Descripción del ejercicio: Según la semblanza sobre Faver Páez, ¿quiénes lo esperan al otro lado de la barra que algunos llaman eternidad? Nombre a todos.

== Sección del documento

Faver Páez, el viejo ácrata


Por: Prof. José Gregorio Medina

Hablar o escribir de un poeta requiere una especie de acto de fe en el trabajo creativo del escritor en cuestión.
 El rapsoda, nacido en San Carlos de Cojedes en fecha incierta y residenciado en la Valencia del rey desde hace décadas, tantas que ni Matusalén podría recordar, es, a la mirada de los tecnócratas de la vanguardia poética, un raro espécimen poético, extinto y, por lo tanto, digno de ignorar por considerarlo anacrónico y soez para la realidad poética tan acartonada de hoy día.
En Faver Páez podemos encontrar un sin fin de enfermedades reales e imaginarias que lo han llevado a un auto exilio cotidiano en grado de reclusión, donde cada día debe derribar un molino de viento a la hora de abrir los ojos para así seguir construyendo una obra poética marcada a pulso de neurosis y con sabor a diazepan con tafil en cada verso. 
Esto lo ha llevado magistralmente a superar el temblor mágico de su primer libro [Para no morir del todo], obra que ganó los elogios de muchos y la crítica de otros.

Para Faver Páez, el trabajo poético se convirtió en un apostolado de vida y entre la métrica y el ritmo va definiendo una gama de sonetos escupidos con maestría casi mágica, cabalgado cada vez más dentro de su mundo interior donde hace confluir sus ángeles y demonios en una sinfonía clásica. 
Cómo clásica son sus coplas y octosílabos cargados de fuerza telúrica y misterio profano que elude a ese viejo ácrata que parece llorar y reír al mismo tiempo, que con su humor necrófilo ha sabido evadir hábilmente su inevitable encuentro con los poetas José Joaquín Burgos y Carlos Oraá que junto a un histérico Cristóbal Ruiz lo esperan al otro lado de la barra que algunos llaman eternidad.

====
== Extractos de datos

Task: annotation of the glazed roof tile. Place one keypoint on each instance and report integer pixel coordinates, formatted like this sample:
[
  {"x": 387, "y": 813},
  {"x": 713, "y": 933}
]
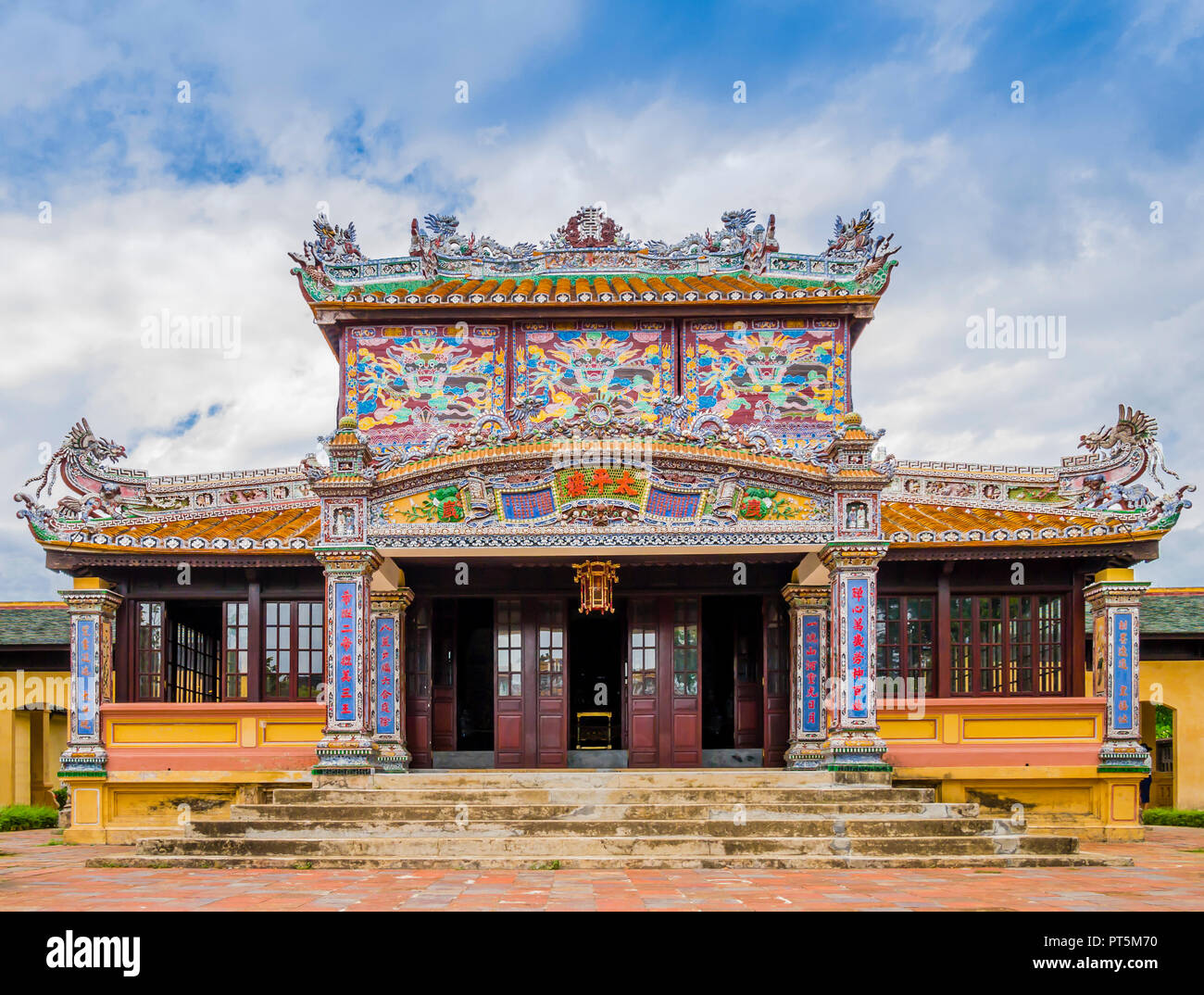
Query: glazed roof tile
[
  {"x": 34, "y": 623},
  {"x": 588, "y": 288}
]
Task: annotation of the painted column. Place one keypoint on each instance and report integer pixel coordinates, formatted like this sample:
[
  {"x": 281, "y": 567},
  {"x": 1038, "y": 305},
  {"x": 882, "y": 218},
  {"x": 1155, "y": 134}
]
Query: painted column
[
  {"x": 389, "y": 678},
  {"x": 808, "y": 676},
  {"x": 345, "y": 746},
  {"x": 853, "y": 569},
  {"x": 1114, "y": 600},
  {"x": 93, "y": 611}
]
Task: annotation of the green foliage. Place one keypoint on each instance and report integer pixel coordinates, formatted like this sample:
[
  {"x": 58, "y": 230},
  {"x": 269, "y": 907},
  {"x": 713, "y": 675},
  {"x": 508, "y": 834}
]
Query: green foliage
[
  {"x": 19, "y": 817},
  {"x": 1163, "y": 722},
  {"x": 1184, "y": 817}
]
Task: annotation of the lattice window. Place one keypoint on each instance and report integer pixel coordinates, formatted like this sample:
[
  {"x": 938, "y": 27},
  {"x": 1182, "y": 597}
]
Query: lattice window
[
  {"x": 1008, "y": 646},
  {"x": 906, "y": 635},
  {"x": 685, "y": 646},
  {"x": 643, "y": 649},
  {"x": 509, "y": 649},
  {"x": 235, "y": 652},
  {"x": 149, "y": 650},
  {"x": 293, "y": 649},
  {"x": 552, "y": 649}
]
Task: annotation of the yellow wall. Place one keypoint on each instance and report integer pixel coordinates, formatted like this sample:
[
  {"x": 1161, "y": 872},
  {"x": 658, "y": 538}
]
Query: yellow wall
[
  {"x": 31, "y": 738},
  {"x": 1180, "y": 685}
]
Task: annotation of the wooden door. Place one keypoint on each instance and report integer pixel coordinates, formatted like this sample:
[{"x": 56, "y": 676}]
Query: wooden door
[
  {"x": 444, "y": 698},
  {"x": 509, "y": 729},
  {"x": 418, "y": 683},
  {"x": 641, "y": 690},
  {"x": 777, "y": 681},
  {"x": 552, "y": 666},
  {"x": 682, "y": 658},
  {"x": 749, "y": 706}
]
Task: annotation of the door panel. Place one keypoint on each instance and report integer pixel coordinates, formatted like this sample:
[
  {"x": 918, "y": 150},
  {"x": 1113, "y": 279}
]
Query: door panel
[
  {"x": 552, "y": 666},
  {"x": 683, "y": 661},
  {"x": 746, "y": 661},
  {"x": 642, "y": 686},
  {"x": 444, "y": 676},
  {"x": 418, "y": 683},
  {"x": 509, "y": 742},
  {"x": 777, "y": 682}
]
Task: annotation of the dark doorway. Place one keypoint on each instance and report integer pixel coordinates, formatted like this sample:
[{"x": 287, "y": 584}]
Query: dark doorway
[
  {"x": 474, "y": 669},
  {"x": 718, "y": 674},
  {"x": 731, "y": 673},
  {"x": 595, "y": 679}
]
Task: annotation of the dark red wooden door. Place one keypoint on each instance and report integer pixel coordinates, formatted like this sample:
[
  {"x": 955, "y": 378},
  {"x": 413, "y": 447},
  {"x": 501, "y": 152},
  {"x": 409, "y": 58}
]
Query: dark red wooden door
[
  {"x": 682, "y": 658},
  {"x": 418, "y": 683},
  {"x": 444, "y": 640},
  {"x": 642, "y": 695},
  {"x": 509, "y": 729},
  {"x": 749, "y": 706},
  {"x": 777, "y": 681},
  {"x": 552, "y": 665}
]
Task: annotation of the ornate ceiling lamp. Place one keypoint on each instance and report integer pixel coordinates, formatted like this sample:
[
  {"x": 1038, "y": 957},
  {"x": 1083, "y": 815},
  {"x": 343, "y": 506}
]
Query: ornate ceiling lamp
[{"x": 596, "y": 578}]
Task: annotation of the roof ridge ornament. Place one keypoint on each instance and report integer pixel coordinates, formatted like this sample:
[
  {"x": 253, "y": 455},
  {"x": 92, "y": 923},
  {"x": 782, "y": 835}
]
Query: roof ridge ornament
[{"x": 1110, "y": 478}]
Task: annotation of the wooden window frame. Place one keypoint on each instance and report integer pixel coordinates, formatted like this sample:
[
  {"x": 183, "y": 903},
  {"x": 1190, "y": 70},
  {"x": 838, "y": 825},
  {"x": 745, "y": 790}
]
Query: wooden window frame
[
  {"x": 241, "y": 628},
  {"x": 1040, "y": 669},
  {"x": 295, "y": 649},
  {"x": 157, "y": 674},
  {"x": 906, "y": 643}
]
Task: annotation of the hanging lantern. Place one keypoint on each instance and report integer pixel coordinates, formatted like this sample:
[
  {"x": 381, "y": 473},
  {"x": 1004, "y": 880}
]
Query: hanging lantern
[{"x": 596, "y": 578}]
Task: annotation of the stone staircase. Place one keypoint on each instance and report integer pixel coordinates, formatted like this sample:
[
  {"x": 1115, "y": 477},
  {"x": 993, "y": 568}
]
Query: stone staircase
[{"x": 608, "y": 819}]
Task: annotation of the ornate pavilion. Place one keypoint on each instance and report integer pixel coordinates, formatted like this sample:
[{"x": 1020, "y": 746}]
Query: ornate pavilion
[{"x": 603, "y": 501}]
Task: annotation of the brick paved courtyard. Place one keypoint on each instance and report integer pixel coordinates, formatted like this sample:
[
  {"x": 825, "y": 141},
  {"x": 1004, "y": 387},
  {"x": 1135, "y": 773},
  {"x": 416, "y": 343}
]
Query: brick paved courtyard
[{"x": 1168, "y": 874}]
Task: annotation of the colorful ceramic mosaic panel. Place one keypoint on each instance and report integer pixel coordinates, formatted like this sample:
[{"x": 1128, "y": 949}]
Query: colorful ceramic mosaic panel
[
  {"x": 528, "y": 505},
  {"x": 404, "y": 384},
  {"x": 790, "y": 377},
  {"x": 570, "y": 364}
]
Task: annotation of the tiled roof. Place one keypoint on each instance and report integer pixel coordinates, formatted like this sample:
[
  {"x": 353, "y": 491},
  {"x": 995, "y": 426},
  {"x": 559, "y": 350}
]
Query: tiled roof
[
  {"x": 610, "y": 288},
  {"x": 280, "y": 530},
  {"x": 34, "y": 623},
  {"x": 1173, "y": 611},
  {"x": 914, "y": 521}
]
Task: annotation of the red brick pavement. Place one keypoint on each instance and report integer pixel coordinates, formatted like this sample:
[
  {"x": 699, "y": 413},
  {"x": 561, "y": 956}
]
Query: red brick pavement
[{"x": 1167, "y": 875}]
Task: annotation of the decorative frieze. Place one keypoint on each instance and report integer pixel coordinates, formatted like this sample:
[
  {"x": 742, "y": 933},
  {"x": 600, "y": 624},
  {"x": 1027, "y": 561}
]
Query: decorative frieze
[{"x": 1114, "y": 600}]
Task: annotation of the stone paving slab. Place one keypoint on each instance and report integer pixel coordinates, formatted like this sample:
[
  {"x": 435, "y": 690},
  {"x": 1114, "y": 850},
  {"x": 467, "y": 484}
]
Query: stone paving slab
[{"x": 1166, "y": 875}]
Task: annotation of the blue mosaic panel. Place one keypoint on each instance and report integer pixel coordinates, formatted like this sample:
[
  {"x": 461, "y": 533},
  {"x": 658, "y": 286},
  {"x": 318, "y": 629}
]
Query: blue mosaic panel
[
  {"x": 666, "y": 504},
  {"x": 386, "y": 677},
  {"x": 345, "y": 607},
  {"x": 1123, "y": 690},
  {"x": 87, "y": 686},
  {"x": 528, "y": 505},
  {"x": 858, "y": 647},
  {"x": 813, "y": 691}
]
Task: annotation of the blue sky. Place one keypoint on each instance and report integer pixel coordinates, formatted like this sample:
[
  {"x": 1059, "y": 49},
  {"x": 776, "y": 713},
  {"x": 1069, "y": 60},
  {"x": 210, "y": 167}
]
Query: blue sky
[{"x": 1035, "y": 208}]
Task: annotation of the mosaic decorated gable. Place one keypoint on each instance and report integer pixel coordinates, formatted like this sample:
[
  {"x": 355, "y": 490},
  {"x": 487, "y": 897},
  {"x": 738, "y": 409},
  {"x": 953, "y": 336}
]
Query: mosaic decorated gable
[
  {"x": 600, "y": 493},
  {"x": 402, "y": 384},
  {"x": 789, "y": 377},
  {"x": 562, "y": 368}
]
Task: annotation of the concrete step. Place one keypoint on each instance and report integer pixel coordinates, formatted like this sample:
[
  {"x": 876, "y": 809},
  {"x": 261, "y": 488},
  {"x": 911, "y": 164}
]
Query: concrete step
[
  {"x": 478, "y": 810},
  {"x": 607, "y": 819},
  {"x": 550, "y": 849},
  {"x": 614, "y": 863},
  {"x": 573, "y": 795},
  {"x": 721, "y": 825},
  {"x": 617, "y": 778}
]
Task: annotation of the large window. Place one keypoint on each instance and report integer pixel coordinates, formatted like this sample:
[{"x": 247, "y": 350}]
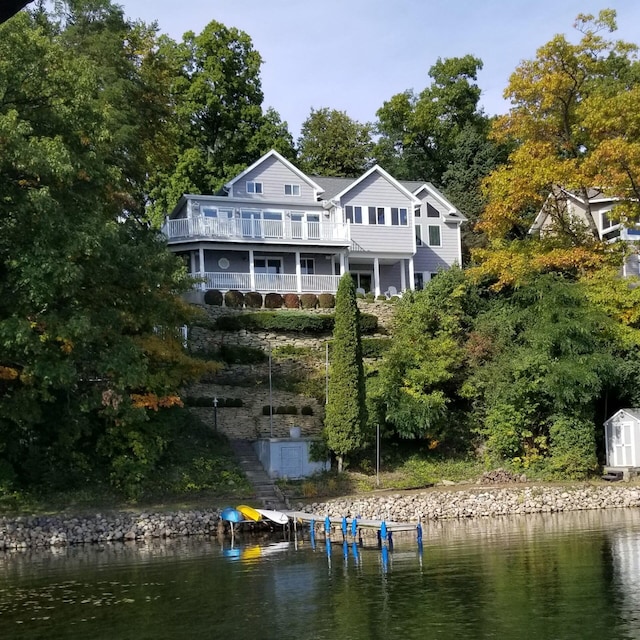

====

Respuesta al problema: José Joaquín Burgos, Carlos Oraá y Cristóbal Ruiz.